## PROBLEM TO WORK ON
Please retype the data in full and exactly; the pictures are not part of the copy.

[Data items]

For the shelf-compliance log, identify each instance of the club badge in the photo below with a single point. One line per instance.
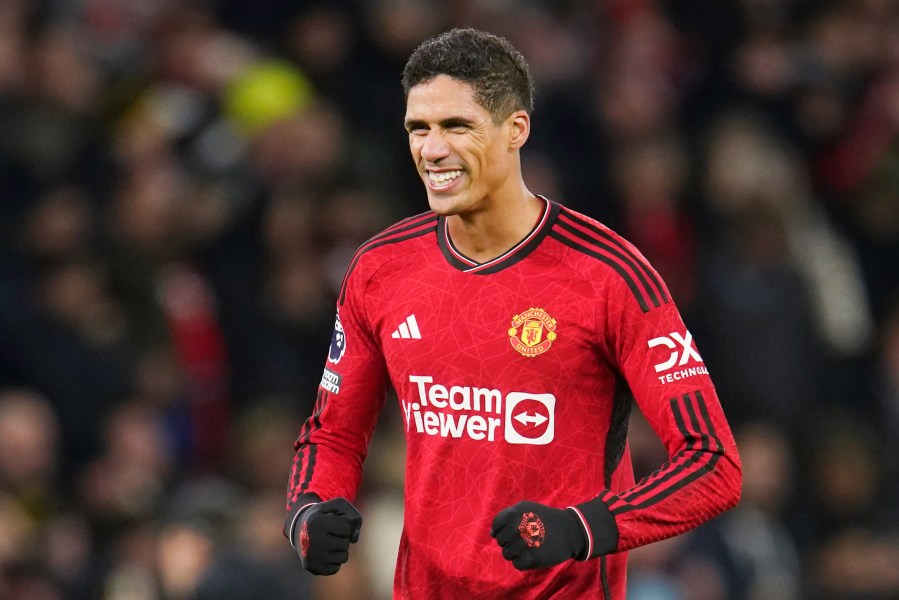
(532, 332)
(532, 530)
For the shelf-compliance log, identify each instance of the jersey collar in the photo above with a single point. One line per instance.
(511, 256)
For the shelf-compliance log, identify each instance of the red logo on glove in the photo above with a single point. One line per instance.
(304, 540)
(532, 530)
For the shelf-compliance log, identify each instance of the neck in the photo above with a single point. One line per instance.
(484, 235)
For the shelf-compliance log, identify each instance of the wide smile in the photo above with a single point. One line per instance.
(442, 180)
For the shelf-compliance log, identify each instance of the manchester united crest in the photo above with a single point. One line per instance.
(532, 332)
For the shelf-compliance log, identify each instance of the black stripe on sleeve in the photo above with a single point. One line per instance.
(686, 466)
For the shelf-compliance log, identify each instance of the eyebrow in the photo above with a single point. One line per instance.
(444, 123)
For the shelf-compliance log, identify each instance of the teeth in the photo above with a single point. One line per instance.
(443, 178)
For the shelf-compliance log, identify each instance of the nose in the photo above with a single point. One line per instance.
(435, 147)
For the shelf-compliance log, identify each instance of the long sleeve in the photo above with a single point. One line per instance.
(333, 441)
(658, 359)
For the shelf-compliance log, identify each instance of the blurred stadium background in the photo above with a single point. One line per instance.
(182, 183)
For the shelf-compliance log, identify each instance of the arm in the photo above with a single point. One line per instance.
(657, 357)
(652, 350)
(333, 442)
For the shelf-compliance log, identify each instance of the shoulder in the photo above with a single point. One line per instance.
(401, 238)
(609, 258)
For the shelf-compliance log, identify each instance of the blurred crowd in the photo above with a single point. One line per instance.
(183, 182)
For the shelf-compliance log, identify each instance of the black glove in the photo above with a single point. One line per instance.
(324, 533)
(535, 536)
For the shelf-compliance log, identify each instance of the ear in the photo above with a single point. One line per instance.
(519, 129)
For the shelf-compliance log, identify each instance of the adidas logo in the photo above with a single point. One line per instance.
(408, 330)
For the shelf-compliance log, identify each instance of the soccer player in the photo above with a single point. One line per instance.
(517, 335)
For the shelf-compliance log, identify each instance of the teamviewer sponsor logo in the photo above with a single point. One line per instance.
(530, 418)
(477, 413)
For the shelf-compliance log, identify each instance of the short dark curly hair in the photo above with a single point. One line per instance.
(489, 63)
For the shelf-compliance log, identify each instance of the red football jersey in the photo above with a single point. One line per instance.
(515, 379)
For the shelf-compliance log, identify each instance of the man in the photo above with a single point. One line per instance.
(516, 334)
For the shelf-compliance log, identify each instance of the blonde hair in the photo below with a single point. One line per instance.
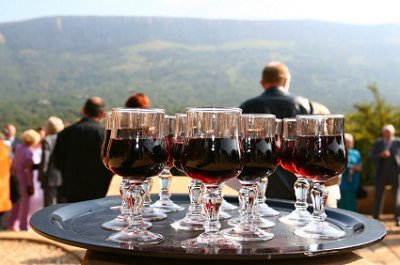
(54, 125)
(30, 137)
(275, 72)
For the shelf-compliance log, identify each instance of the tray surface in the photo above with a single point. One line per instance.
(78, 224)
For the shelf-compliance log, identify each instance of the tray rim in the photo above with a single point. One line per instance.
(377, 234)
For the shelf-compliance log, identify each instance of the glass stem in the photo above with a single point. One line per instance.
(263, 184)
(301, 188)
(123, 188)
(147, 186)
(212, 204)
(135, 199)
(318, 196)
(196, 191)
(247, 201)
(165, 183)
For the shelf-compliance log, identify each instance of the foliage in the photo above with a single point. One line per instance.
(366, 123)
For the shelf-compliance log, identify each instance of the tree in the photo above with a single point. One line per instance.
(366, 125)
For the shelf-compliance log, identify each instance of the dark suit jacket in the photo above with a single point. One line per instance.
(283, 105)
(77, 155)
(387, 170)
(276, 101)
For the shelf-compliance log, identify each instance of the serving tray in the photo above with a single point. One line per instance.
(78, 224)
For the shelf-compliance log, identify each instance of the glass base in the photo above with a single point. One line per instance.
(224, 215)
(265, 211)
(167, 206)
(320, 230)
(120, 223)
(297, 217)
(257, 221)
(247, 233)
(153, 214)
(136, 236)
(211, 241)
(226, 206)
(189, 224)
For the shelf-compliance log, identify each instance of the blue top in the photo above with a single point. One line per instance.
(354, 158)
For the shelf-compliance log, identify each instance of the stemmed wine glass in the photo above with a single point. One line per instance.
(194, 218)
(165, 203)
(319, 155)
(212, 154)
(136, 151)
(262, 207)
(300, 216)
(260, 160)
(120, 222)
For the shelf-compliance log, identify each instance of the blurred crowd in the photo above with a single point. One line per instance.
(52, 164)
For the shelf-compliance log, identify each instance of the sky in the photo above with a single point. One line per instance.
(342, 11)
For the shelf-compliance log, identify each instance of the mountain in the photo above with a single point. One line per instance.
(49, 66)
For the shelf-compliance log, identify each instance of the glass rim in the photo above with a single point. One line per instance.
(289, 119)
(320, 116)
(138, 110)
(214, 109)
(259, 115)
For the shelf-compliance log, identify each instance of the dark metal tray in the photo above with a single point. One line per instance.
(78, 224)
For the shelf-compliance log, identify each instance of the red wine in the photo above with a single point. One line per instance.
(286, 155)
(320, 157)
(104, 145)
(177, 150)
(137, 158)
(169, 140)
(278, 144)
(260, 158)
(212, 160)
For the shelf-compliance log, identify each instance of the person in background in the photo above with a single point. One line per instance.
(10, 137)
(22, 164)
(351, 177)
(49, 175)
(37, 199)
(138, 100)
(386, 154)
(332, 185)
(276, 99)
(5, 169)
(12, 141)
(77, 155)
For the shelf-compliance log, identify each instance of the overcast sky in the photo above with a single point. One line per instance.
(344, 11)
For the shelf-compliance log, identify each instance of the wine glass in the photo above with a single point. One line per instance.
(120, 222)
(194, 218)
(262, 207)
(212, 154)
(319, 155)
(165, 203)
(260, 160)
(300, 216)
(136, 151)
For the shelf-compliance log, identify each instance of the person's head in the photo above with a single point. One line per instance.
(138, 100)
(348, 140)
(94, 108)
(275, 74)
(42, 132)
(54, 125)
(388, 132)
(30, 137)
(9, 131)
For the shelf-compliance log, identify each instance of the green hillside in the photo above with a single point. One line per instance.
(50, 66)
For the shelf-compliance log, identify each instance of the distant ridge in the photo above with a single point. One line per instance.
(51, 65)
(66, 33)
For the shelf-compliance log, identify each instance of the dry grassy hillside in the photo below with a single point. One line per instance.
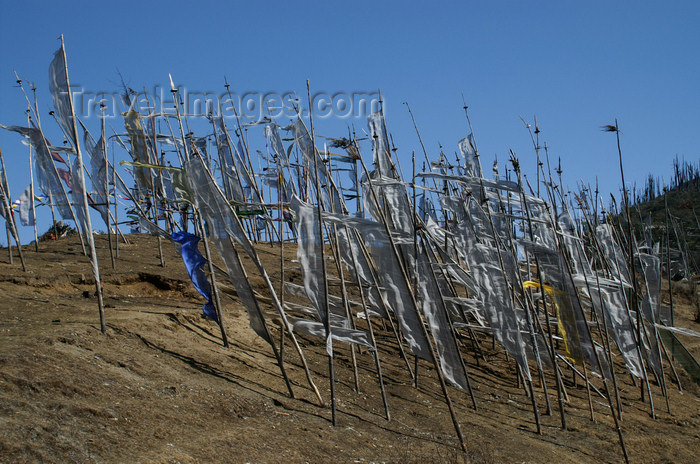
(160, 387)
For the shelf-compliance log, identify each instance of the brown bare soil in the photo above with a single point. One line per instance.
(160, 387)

## ANSWER TO THIS PROBLEM
For the shelf-compliance log, identify each instance of the club badge in the photo below with a single point. One line per instance.
(532, 332)
(532, 530)
For the shelf-compliance log, identify each instance of the jersey collar in the photo above with a single point. One line per instance.
(511, 256)
For the shelf-compliance log, identify each instance of the red logo on glove in the photo above with a single point. One line per instance.
(304, 540)
(532, 530)
For the shelf-compliance log, identify each instance of the neck in the photo above with a single point. One line per instance.
(484, 235)
For the shelf-compliance log, identify each instance of the wide smile in the photo above with a single point. One line per instance.
(442, 180)
For the shelf-compliance log, identify each instance of the manchester united crest in the photo above with a single point. One line per instance.
(532, 332)
For the shelf-compliance log, identify each instance of the black stripe on sleeve in the photo above with a single point. One line per instance.
(686, 466)
For the shelf-compliance log, identify each instance of the eyebrow in the photo above with a single point. One line per instance.
(444, 123)
For the shelf-compliance log, identify each instance of the teeth in the photo above with a single point. One line per instance.
(443, 178)
For the shelf-compliance log, identify each instance of the nose in the photo above with a single point. One line per instance.
(435, 147)
For the shelf-compliance log, identify each instance of the long sleeve in the photo above with a single point. One line per instance.
(333, 441)
(658, 359)
For the shelf-compliance log, identify each instance of the blurred stadium background in the photo above with a single point. One line per instance.
(182, 183)
For the shelf-compliance log, identify each instance of the arm in the photo above with a single point. One line per instance.
(657, 357)
(652, 350)
(333, 442)
For the shelf-compliance log, identify each instance of the shoulder in the photo above with a single point. One line per instance.
(401, 238)
(609, 258)
For the shelf-compliance log, identify each instance of the blurred crowd in the photo above with a single point. One line per instance.
(183, 182)
For the shelf-compliance log, identify each instance of the black glove in the photo above with a single point. One line per instance.
(324, 533)
(535, 536)
For the shelf-compliance log, identify each instance of the ear in the photo above with a single point. One line per instance.
(519, 129)
For the shelf-compliance log, identify each instance of the adidas logo in the photo above with a single point. One line per instance.
(408, 330)
For the shelf-compliance log, identify each instance of the soccer player in the photo above with a single point. One line per instance.
(517, 335)
For the shelf-compliance log, identify each instance of the teamviewer sponsor logo in the photo above with a single point. One line per instance.
(530, 418)
(477, 413)
For the shelf-compliance log, identify each instance of the short dark curly hair in the photo above with a single point. One line per instance.
(489, 63)
For the shelf-compliance log, identify each instance of the red football jersey in the photo above with a single point. One line per instance.
(515, 379)
For the shelf-compliance log, identify each instance of the man in the photo above with a single point. One line per instance.
(516, 334)
For the shelf-compliance log, identify each instance of the blonde hair in the photo below with a single point. One line per instance.
(54, 125)
(30, 137)
(275, 72)
For the shelf-compliance log, identify each instance of the tray surface in the photo above with a single point. One line per instance.
(78, 224)
For the shelf-compliance log, identify each instance of the tray rim in the photo above with a single point. One line per instance.
(377, 234)
For the shelf-compliance log, identify each instance of the glass stem in the photo above with a single point. One line per instance.
(263, 184)
(301, 188)
(123, 188)
(147, 186)
(212, 204)
(135, 199)
(318, 196)
(196, 191)
(247, 201)
(165, 183)
For the shelf-compliance log, identify each instance of the foliage in the photo above with a single point. One line per instance.
(366, 123)
For the shelf-compliance log, identify each instance of the tree in the photo above with a single point. One line per instance.
(366, 125)
For the shelf-compliance log, identify each instance of the dark suit jacket in the photo above with a single point. One line per instance.
(283, 105)
(77, 155)
(387, 170)
(276, 101)
For the shelf-compliance log, identify each instance of the serving tray in the photo above with a single point. One line per instance.
(78, 224)
For the shelf-compliance log, identify each instance of the glass base in the photo above with a single point. One line per instance.
(224, 215)
(265, 211)
(167, 206)
(320, 230)
(120, 223)
(297, 217)
(257, 221)
(247, 233)
(153, 214)
(136, 236)
(211, 241)
(226, 206)
(189, 224)
For the shelf-compliance log, identify each instance of the blue top in the photo above with a single point. One line per instance.
(354, 158)
For the shelf-compliance log, identify each instance of the stemmed wine glass in the photo above with a single point. One line per instance.
(194, 218)
(165, 203)
(319, 155)
(212, 154)
(136, 151)
(262, 207)
(300, 216)
(260, 160)
(120, 222)
For the shelf-compliance log, identify each instance of the blurred crowd in the photo above with a single point. One line per instance.
(52, 164)
For the shelf-compliance log, identify each instance of the sky in the photo above with a single point. One line per instance.
(342, 11)
For the shelf-compliance log, identify each instance of the mountain in the photo above with a single point. One line per instance.
(49, 66)
For the shelf-compliance log, identify each instance of the glass rim in the photo above with a single point. One line per instance.
(289, 119)
(320, 116)
(138, 110)
(214, 109)
(259, 115)
For the shelf-compliance log, identify each instance of the dark metal tray in the photo above with a single point. One line per instance.
(78, 224)
For the shelf-compliance log, identify each instance of the red wine in the photo above with a single point. One line per instance.
(286, 155)
(320, 157)
(104, 145)
(177, 150)
(137, 158)
(169, 140)
(278, 144)
(260, 158)
(212, 160)
For the shelf-compliance log, identify each instance of the person in background in the photo above with a single point. One line per instance.
(10, 137)
(22, 164)
(351, 177)
(49, 175)
(37, 199)
(138, 100)
(386, 154)
(332, 185)
(276, 99)
(5, 169)
(12, 141)
(77, 155)
For the shelf-compliance log, identify each instance of the overcast sky in the photo above with a single point. One line per instance.
(344, 11)
For the shelf-compliance log, identify each instance of the wine glass in the photo above with a single point. One line per instance.
(120, 222)
(194, 218)
(262, 207)
(212, 154)
(319, 155)
(165, 203)
(260, 160)
(300, 216)
(136, 151)
For the shelf-compliance log, identify each instance of the person's head in the photo above with a single point. One line per instance.
(138, 100)
(348, 140)
(94, 108)
(275, 74)
(42, 132)
(54, 125)
(388, 132)
(30, 137)
(9, 131)
For the shelf-compliance log, identify each instance of the green hillside in the photo above with a single point. One line per instance.
(50, 66)
For the shelf-compliance log, identify each instance of the distant ridge in the photo above with a single point. One line per instance.
(51, 65)
(66, 33)
For the shelf-compliance log, identify each instance of the dry grassy hillside in the photo below with a single point. One line per instance.
(160, 387)
For the shelf-compliance log, identify each instance of the brown bare soil in the photo above with a single point. One line per instance.
(160, 387)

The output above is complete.